Start

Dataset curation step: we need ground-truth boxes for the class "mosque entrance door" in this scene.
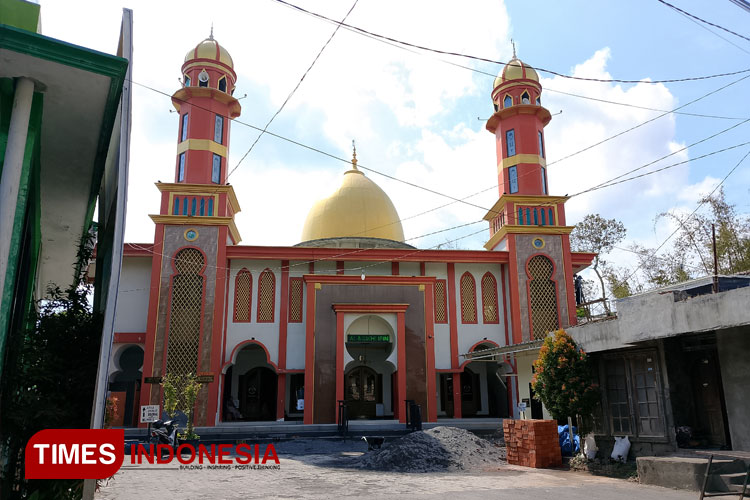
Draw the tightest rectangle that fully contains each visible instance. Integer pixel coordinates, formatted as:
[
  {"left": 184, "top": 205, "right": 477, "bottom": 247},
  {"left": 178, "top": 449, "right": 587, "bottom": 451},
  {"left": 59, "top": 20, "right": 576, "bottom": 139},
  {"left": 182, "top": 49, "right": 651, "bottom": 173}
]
[
  {"left": 345, "top": 366, "right": 383, "bottom": 419},
  {"left": 238, "top": 366, "right": 277, "bottom": 421}
]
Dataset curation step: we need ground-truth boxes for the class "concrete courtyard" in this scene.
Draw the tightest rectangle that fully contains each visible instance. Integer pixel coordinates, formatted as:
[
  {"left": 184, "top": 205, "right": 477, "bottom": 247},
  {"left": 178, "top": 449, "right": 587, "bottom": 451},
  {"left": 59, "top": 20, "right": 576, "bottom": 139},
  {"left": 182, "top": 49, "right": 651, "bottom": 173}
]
[{"left": 96, "top": 440, "right": 697, "bottom": 500}]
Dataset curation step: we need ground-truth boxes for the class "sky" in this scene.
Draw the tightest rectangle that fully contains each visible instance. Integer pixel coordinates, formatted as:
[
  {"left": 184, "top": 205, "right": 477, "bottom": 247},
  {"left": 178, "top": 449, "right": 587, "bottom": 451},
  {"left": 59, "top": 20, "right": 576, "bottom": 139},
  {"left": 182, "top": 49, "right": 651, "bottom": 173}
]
[{"left": 41, "top": 0, "right": 750, "bottom": 288}]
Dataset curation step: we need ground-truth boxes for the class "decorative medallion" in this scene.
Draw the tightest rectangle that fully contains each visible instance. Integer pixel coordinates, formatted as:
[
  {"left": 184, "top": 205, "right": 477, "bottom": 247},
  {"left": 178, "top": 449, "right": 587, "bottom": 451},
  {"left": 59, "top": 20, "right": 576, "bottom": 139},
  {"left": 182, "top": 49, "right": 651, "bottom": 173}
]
[{"left": 185, "top": 229, "right": 198, "bottom": 241}]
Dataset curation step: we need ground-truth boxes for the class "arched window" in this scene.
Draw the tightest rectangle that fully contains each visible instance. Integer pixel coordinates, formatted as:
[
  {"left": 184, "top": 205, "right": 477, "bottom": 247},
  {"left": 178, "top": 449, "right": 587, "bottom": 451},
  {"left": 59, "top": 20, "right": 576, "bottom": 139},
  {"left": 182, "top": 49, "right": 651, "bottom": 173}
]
[
  {"left": 435, "top": 280, "right": 448, "bottom": 323},
  {"left": 528, "top": 255, "right": 559, "bottom": 340},
  {"left": 258, "top": 269, "right": 276, "bottom": 323},
  {"left": 482, "top": 271, "right": 500, "bottom": 323},
  {"left": 289, "top": 278, "right": 304, "bottom": 323},
  {"left": 234, "top": 269, "right": 253, "bottom": 323},
  {"left": 461, "top": 271, "right": 477, "bottom": 323},
  {"left": 166, "top": 248, "right": 205, "bottom": 382}
]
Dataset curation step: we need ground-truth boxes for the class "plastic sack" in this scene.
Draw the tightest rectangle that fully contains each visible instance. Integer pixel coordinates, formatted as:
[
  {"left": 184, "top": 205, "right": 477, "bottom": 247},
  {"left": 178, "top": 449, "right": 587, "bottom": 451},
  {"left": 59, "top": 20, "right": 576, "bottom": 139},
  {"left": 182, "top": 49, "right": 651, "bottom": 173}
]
[
  {"left": 611, "top": 436, "right": 630, "bottom": 462},
  {"left": 583, "top": 434, "right": 599, "bottom": 460},
  {"left": 557, "top": 425, "right": 581, "bottom": 457}
]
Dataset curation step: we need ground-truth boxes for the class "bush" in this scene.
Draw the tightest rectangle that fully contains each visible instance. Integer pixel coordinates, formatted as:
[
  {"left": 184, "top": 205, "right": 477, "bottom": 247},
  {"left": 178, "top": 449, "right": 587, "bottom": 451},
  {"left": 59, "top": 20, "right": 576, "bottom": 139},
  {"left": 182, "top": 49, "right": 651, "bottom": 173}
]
[{"left": 531, "top": 330, "right": 599, "bottom": 436}]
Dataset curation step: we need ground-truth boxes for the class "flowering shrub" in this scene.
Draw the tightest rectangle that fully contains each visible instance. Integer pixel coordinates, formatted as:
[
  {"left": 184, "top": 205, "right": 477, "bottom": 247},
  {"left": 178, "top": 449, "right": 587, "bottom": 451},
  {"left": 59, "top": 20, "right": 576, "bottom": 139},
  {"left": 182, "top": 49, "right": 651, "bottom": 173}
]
[{"left": 531, "top": 330, "right": 599, "bottom": 435}]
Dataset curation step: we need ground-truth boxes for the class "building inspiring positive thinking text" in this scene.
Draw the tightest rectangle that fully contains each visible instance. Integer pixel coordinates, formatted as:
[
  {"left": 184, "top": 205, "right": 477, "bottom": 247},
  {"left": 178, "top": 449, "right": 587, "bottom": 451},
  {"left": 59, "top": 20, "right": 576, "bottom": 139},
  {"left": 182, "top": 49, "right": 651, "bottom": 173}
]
[{"left": 109, "top": 36, "right": 594, "bottom": 426}]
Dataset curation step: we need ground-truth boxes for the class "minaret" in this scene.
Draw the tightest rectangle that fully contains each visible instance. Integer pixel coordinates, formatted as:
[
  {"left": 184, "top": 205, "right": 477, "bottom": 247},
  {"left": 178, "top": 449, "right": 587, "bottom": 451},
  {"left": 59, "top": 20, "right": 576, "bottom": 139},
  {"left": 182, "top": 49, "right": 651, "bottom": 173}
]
[
  {"left": 141, "top": 33, "right": 241, "bottom": 425},
  {"left": 485, "top": 52, "right": 576, "bottom": 344}
]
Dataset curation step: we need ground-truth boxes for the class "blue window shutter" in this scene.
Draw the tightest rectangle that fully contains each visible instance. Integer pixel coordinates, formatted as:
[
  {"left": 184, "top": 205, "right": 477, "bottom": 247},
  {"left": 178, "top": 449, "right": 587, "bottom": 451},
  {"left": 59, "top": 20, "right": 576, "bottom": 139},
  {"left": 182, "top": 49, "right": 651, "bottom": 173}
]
[
  {"left": 505, "top": 129, "right": 516, "bottom": 156},
  {"left": 508, "top": 166, "right": 518, "bottom": 194}
]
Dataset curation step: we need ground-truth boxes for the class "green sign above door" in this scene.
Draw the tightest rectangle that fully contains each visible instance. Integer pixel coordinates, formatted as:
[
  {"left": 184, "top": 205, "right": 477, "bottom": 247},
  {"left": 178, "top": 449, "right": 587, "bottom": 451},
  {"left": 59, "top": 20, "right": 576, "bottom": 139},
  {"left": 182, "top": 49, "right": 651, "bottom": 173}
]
[{"left": 347, "top": 335, "right": 391, "bottom": 344}]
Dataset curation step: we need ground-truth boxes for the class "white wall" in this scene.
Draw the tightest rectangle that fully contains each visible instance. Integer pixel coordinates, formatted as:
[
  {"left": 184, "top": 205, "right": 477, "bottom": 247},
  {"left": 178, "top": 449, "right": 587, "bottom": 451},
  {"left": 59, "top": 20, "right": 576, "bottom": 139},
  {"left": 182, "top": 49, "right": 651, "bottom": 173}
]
[
  {"left": 115, "top": 257, "right": 151, "bottom": 333},
  {"left": 344, "top": 261, "right": 392, "bottom": 276},
  {"left": 455, "top": 264, "right": 505, "bottom": 362},
  {"left": 224, "top": 259, "right": 282, "bottom": 364}
]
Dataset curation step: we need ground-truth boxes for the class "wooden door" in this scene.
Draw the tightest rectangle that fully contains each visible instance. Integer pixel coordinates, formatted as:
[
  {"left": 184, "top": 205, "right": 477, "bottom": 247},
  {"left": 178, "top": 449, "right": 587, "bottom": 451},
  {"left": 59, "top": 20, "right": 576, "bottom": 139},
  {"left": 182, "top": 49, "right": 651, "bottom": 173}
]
[
  {"left": 345, "top": 366, "right": 380, "bottom": 419},
  {"left": 692, "top": 350, "right": 727, "bottom": 446}
]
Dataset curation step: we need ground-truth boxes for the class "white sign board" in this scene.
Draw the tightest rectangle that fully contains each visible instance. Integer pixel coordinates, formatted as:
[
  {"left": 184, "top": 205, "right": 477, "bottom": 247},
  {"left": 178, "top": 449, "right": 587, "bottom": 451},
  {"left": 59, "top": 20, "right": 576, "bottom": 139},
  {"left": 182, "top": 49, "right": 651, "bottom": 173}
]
[{"left": 141, "top": 405, "right": 159, "bottom": 424}]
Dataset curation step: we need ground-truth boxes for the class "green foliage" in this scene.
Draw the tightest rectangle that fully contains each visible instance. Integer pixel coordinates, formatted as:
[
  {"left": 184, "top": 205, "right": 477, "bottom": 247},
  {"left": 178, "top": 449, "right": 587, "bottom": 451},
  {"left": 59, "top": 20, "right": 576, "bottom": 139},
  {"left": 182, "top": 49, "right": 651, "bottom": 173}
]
[
  {"left": 0, "top": 235, "right": 102, "bottom": 499},
  {"left": 570, "top": 214, "right": 627, "bottom": 306},
  {"left": 180, "top": 373, "right": 201, "bottom": 441},
  {"left": 161, "top": 373, "right": 179, "bottom": 418},
  {"left": 161, "top": 373, "right": 201, "bottom": 441},
  {"left": 631, "top": 189, "right": 750, "bottom": 288},
  {"left": 531, "top": 330, "right": 599, "bottom": 436}
]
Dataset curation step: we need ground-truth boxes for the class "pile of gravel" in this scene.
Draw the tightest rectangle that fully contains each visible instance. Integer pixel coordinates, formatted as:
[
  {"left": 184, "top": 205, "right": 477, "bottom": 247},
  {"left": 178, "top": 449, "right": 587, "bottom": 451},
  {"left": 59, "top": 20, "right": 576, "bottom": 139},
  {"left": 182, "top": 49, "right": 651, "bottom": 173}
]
[{"left": 358, "top": 427, "right": 505, "bottom": 472}]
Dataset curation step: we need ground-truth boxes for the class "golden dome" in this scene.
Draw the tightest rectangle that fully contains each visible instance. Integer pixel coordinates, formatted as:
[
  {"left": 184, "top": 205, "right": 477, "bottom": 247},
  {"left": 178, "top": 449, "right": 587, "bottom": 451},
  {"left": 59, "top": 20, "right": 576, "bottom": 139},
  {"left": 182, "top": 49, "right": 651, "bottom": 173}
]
[
  {"left": 185, "top": 34, "right": 234, "bottom": 70},
  {"left": 493, "top": 56, "right": 539, "bottom": 88},
  {"left": 302, "top": 151, "right": 404, "bottom": 242}
]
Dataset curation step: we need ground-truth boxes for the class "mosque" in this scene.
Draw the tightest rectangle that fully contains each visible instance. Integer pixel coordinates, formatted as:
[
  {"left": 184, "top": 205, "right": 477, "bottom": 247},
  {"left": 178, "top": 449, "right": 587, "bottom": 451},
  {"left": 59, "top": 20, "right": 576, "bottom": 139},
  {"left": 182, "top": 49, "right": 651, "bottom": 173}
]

End

- **Instructions for the task**
Pick out every line of the entries above that contains the word "sign". Case counts.

- **Output of the exercise**
Dataset curation step: we need ground-truth boxes for the class "green sign above door" in this scene.
Dataset curation step: we need ground-truth boxes for the class "white sign board" in this scene.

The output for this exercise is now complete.